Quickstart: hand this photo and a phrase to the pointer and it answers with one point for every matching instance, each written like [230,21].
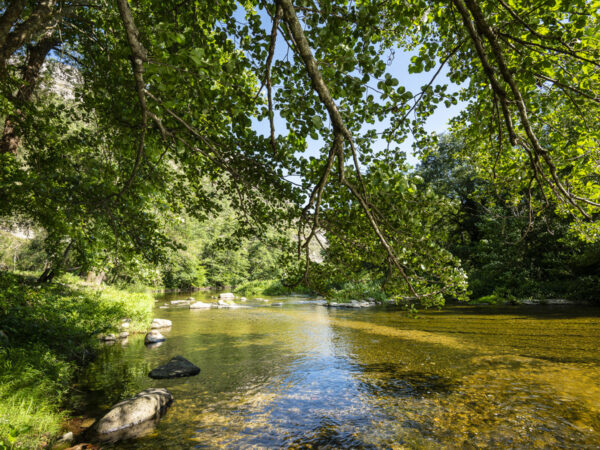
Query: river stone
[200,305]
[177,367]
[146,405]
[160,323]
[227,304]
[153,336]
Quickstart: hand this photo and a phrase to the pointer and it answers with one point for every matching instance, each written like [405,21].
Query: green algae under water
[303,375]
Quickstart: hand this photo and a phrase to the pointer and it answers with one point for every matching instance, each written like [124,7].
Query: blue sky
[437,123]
==
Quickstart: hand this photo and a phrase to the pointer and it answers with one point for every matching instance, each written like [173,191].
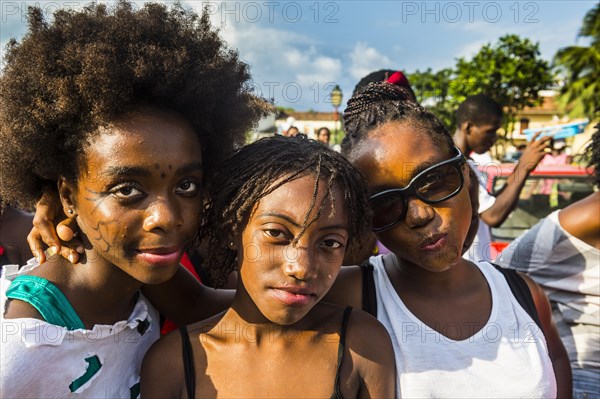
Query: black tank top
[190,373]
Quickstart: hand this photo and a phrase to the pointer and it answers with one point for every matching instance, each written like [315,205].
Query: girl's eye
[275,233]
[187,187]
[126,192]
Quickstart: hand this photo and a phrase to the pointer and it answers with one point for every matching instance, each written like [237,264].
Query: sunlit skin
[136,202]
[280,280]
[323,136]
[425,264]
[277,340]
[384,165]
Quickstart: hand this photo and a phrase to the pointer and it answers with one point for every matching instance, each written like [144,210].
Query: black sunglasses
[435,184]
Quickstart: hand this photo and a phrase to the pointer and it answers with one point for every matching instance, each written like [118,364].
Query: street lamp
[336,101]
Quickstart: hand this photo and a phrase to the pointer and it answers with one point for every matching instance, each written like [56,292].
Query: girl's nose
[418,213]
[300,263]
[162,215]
---
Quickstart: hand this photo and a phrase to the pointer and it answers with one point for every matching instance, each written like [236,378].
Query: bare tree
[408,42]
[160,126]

-- What is expected --
Return the lines above from the one with "written like [230,21]." through the one with "written like [405,21].", verbatim and nothing else. Omit every picture.

-- Task answer --
Quickstart: hand this photo and a phrase to the pointer and it answers with one point for every matching instance, each written like [230,21].
Query: river stone
[200,305]
[177,367]
[146,405]
[160,323]
[227,304]
[153,336]
Quickstart: hand this photo and a phrase to the pointer and it answers with one point for every matching instance, each written like [405,21].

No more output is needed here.